GIVEN PASSAGE —
§

We will use f(x) ~ g(x) to mean f(x)/g(x) goes to 1 as x goes to
infinity.  For example,

x^2 + x ~ x^2

since

x^2    x         1
--- + --- = 1 + ---
x^2   x^2        x

goes to 1 as x goes to infinity.

In particular this example shows us that two functions being
asymptotic (that is how we say ~) does not mean they are equal, since
of course x^2 + x is not equal to x^2.

The prime number theorem tells us that pi(x) ~ x/ln(x).

I will show that pi(x) - pi(sqrt(x)) also is asymptotic to x/ln(x).

pi(x) - pi(sqrt(x))    pi(x)    pi(sqrt(x)) * ln(x)

§

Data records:
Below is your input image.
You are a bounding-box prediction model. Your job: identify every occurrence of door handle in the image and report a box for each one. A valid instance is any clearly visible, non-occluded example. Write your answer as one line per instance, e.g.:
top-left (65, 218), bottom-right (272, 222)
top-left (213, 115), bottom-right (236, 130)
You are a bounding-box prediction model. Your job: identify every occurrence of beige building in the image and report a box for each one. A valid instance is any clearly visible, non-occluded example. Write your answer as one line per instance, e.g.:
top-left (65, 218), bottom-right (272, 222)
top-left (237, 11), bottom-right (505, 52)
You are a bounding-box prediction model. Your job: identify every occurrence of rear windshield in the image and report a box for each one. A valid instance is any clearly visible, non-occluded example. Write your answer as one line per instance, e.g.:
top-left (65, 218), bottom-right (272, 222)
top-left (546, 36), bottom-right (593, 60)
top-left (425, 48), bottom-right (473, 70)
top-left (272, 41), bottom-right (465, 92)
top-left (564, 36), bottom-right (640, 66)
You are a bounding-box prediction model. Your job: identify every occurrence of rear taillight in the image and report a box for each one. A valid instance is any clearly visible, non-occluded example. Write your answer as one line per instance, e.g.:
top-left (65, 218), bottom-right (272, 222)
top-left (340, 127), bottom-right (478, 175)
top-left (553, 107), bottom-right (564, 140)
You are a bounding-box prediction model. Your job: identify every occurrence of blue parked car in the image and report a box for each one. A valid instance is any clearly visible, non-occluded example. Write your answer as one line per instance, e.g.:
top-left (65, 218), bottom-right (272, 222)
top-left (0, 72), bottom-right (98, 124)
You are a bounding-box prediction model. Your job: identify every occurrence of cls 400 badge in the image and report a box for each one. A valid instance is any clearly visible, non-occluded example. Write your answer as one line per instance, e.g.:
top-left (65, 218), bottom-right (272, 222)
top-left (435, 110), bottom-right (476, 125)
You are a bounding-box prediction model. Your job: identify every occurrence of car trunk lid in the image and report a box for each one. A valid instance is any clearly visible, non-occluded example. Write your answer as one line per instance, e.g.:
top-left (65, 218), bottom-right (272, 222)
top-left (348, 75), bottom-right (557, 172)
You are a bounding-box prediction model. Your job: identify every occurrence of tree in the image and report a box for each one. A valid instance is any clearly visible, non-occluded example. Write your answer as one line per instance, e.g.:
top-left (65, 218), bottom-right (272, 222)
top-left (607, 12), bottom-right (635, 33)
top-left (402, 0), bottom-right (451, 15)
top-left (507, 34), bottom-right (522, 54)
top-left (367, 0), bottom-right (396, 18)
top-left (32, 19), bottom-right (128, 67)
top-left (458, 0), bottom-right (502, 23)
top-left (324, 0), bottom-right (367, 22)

§

WORK INSTRUCTIONS —
1. In the passage on asymptotic functions, what does the prime number theorem state?
2. Carry the passage on asymptotic functions forward from the point at which it ends.

EXERCISE ANSWERS —
1. It states that pi(x) ~ x/ln(x), meaning pi(x) is asymptotic to x/ln(x).

2.
------------------- = ------- - -------------------
x/ln(x)         x/ln(x)            x

But pi(sqrt(x)) is certainly <= sqrt(x), since the number of primes <=
x is upper bounded by x itself.

Thus

pi(sqrt(x)) * ln(x)    sqrt(x) * ln(x)
------------------- <= ---------------
x                    x

Multiplying the right side by sqrt(x)/sqrt(x) gives

ln(x)
------
sqrt(x)

which goes to 0 as x goes to infinity, by L'Hospital's rule.

Therefore

pi(x) - pi(sqrt(x))
-------------------
x/ln(x)

goes to 1 as x goes to infinity, which shows that pi(x) - pi(sqrt(x))
is asymptotic to x/ln(x).

Therefore pi(x) is asymptotic to x/ln(x) and so is
pi(x) - pi(sqrt(x)).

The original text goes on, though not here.